_Written request 1_
Rewrite the section of the text on starting a business in China, starting with "- At least 1" and going on through "operations of the company.", with "general manager" changed to "chief executive".
_Written request 2_
Please answer these questions from the text on starting a business in China, not the listing:
(a) What share of a JV must the partner who is a resident of China control?
(b) In what year was the new Foreign Investment Law put in place?
(c) About how long does the incorporation process take?
_Written request 3_
Write what comes next in the text on starting a business in China, beginning after its last sentence.

_Text_
────────────────────

1. Types of companies in China:
If you are a foreign investor who wishes to start a business in China, here are three types of entities that are suitable for you:
1. Wholly Foreign-Owned Enterprise (WFOE)
- WFOE is the most preferred option by foreign investors who wish to start a business in China.
- WFOE is a limited liability company (LLC) that is fully owned by foreign investors. As a LLC, it means that it is a separate entity with limited liability limited to its contributed share capital. Owners have the authority and control over the decision-making of the company.
- At least 1 investor (from any country except China, including Hong Kong, Macau and Taiwan regions), 1 director or a board of directors in which the investor can also be the director, 1 legal representative, 1 general manager, 1 supervisor, and a registered company address is required.
- There is no minimum registered capital required.
- The business is allowed to engage in activities for which it is registered for.
- By setting WFOE in the Shanghai Free Trade Zone, investors can enjoy a shorter and more simplified procedure to register business in China.
2. Joint Ventures (JV)
- JV is a special form of business registration with a requirement of a partner who is a resident of China. This partner is required to have controlling shares of over 50% of the company. Unlike WFOE, you will have lesser authority and control over the business operations of the company.
- With JV, it is easier to expand your business into the Chinese market by using the pre-existing knowledge of established firms, their distribution networks and sales channels.
- There are 2 types of JV namely Equity Joint Ventures (EJV) and Cooperative Joint Ventures (CJV).
- Equity Joint Ventures (EJV) is a form of LLC where it is a separate entity with limited liability limited to its contributed share capital.
- Cooperative Joint Ventures (CJV) is a Sino-foreign joint venture where companies in China would often provide labour, land use rights and factories. Whereas, the foreign companies will bring in the required technology, key equipment and capital. There is also no minimum foreign investment required.
3. Representative Office (RO)
- RO is the simplest type of business formation where it is formed by a foreign enterprise and is not a legal entity in China. The operations are conducted in China on behalf of the foreign parent company.
- Unlike WFOE and JV, RO only allows engagement in non-profit-making areas.
2. Company Formation Rules:
In 2020, the new Foreign Investment Law was put in place in China where the 3 old acts that restricted foreign capital were abolished. With the newly pre-establishment national treatment, foreign investors were allowed to register a company with greater ease.
3. Time Taken for Incorporation:
The incorporation process is complex and takes around 2 to 3 months as it involves transactions with several government bodies.
4. Annual Filing Requirements:
The filing requirements include monthly, quarterly and annual income tax returns, audited accounts to the tax department. This applies to all companies.
WFOEs are required to submit an annual audited report to the government authorities for annual inspection.

────────────────────

_Dataset content_
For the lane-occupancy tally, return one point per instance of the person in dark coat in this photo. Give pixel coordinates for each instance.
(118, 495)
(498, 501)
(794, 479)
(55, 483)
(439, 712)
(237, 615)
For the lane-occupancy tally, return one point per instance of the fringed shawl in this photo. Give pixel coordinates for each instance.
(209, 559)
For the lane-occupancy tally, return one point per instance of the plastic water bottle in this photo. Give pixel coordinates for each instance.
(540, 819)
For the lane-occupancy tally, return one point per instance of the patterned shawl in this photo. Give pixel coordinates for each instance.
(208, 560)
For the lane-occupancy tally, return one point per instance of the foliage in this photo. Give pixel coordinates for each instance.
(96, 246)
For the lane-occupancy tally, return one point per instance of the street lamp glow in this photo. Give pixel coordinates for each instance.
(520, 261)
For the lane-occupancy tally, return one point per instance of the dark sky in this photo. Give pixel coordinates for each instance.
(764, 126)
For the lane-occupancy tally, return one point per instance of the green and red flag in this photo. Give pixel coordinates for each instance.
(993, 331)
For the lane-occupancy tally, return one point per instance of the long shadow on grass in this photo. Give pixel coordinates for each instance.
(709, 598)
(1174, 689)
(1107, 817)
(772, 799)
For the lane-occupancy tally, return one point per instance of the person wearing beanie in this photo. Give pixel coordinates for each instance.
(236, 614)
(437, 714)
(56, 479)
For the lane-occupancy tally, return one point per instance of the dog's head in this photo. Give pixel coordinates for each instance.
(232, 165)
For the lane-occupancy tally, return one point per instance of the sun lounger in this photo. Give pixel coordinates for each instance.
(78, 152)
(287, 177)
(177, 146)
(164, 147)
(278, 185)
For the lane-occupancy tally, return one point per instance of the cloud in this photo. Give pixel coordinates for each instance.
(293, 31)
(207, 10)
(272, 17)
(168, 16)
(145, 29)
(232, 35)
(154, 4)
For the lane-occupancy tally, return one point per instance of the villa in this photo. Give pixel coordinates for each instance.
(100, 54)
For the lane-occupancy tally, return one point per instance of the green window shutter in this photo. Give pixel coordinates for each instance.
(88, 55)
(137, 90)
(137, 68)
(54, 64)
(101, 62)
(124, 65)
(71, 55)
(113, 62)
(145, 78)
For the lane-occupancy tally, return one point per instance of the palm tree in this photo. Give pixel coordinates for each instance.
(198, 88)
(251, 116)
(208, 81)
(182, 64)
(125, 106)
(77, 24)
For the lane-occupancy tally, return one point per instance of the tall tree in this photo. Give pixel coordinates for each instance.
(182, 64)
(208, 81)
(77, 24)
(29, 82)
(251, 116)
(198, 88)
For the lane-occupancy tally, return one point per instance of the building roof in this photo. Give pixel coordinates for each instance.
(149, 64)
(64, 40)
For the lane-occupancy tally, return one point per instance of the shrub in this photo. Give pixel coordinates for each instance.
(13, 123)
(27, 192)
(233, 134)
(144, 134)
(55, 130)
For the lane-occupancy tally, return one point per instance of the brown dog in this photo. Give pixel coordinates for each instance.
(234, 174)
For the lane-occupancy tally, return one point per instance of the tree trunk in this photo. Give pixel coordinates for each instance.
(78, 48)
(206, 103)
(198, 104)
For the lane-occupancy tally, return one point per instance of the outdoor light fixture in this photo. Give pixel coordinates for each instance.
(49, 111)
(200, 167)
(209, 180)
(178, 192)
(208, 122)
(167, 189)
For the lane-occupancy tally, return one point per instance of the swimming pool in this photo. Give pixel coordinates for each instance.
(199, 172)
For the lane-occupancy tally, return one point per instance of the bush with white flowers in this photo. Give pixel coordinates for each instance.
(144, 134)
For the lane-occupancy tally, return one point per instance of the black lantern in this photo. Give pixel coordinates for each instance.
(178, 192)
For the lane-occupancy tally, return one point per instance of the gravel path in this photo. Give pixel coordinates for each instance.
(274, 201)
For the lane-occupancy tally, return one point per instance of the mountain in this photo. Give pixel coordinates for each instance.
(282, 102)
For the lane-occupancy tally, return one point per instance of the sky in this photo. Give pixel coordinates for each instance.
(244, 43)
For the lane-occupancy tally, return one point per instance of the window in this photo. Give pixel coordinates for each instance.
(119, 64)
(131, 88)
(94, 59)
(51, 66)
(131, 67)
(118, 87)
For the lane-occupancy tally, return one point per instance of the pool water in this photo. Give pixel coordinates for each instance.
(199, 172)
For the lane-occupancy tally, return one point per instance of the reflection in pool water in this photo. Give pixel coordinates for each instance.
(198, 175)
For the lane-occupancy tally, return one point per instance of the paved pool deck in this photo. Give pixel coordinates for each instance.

────────────────────

_Task output 1_
- At least 1 investor (from any country except China, including Hong Kong, Macau and Taiwan regions), 1 director or a board of directors in which the investor can also be the director, 1 legal representative, 1 chief executive, 1 supervisor, and a registered company address is required.
- There is no minimum registered capital required.
- The business is allowed to engage in activities for which it is registered for.
- By setting WFOE in the Shanghai Free Trade Zone, investors can enjoy a shorter and more simplified procedure to register business in China.
2. Joint Ventures (JV)
- JV is a special form of business registration with a requirement of a partner who is a resident of China. This partner is required to have controlling shares of over 50% of the company. Unlike WFOE, you will have lesser authority and control over the business operations of the company.

_Task output 2_
(a) Over 50% of the company.
(b) 2020.
(c) Around 2 to 3 months.

_Task output 3_
5. Tax Obligation:
The corporate tax rate of 25% is notably higher than in other countries. However certain smaller companies and technology companies are taxed at a lower rate of 20% and 15% respectively.
The transaction tax, also known as turnover tax, is about 3-5% of business sales.
The custom duties are charged on exports from and imports to China.
The value-added tax (VAT) which is a consumption tax levied on prices of goods and services is 3%, 6%, 9% and 13% depending on the industries the business operates in.
6. Business Formation Process:
If you have decided to set up business in China, you may proceed with the process of company formation in China:
Step 1: Planning of your business idea
Step 2: Choosing a suitable corporate entity
- After accessing your business goals and activities, you can choose the most suitable corporate entity for your business.
- The three types of entities are WFOE, JV and RO.
Step 3: Reserving of the company name
- Upon deciding the name of the company, you may proceed to seek approval from the Administration of Industry and Commerce.
- It is important to ensure that your company name is not the same as others that are already in operation.
- The approval of the company name can take 2-15 days depending on your business location.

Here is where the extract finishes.